Task goal — Render the stretch of the listing from the line containing "of the arched" through the end of the listing as a Markdown table with the columns No. and Text, one numbered row per line, skipping blank lines.
——
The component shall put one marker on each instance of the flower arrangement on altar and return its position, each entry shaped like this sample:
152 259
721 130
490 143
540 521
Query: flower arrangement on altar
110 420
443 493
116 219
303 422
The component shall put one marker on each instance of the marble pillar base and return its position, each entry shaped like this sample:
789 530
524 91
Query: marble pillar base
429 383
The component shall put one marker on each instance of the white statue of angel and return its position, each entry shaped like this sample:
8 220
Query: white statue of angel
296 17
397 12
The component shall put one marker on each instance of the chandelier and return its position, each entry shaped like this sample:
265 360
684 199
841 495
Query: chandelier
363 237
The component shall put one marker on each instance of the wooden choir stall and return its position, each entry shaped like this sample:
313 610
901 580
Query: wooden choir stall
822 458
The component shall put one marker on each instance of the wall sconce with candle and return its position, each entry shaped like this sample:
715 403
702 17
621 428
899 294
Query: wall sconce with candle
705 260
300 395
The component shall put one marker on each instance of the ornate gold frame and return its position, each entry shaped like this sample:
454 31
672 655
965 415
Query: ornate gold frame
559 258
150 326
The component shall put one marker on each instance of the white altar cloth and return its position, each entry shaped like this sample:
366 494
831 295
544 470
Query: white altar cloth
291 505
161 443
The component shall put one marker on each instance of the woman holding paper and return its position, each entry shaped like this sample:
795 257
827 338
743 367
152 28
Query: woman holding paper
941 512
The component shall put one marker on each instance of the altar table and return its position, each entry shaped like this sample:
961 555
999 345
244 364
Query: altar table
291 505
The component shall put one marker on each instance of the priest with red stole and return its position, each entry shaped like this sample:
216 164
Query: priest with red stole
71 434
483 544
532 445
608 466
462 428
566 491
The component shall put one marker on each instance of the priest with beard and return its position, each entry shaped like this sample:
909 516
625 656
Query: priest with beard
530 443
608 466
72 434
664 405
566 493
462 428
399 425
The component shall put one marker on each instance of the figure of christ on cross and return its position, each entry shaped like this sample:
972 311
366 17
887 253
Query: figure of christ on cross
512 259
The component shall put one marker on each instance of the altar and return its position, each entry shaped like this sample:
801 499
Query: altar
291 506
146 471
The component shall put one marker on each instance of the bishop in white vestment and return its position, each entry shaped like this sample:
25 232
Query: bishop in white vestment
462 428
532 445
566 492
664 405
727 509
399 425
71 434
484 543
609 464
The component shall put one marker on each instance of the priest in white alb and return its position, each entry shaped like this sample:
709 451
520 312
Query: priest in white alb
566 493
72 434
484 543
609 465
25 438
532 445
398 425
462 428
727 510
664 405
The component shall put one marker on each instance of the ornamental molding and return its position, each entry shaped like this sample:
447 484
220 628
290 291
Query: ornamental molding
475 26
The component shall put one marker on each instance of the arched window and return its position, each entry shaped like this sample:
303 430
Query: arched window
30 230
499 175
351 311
——
Reply to the exercise —
| No. | Text |
|---|---|
| 1 | The component shall put one marker on each instance of the arched window and return its position, each entry shaped like this sample: |
| 2 | 303 430 |
| 3 | Query: arched window |
| 4 | 30 230 |
| 5 | 499 175 |
| 6 | 351 311 |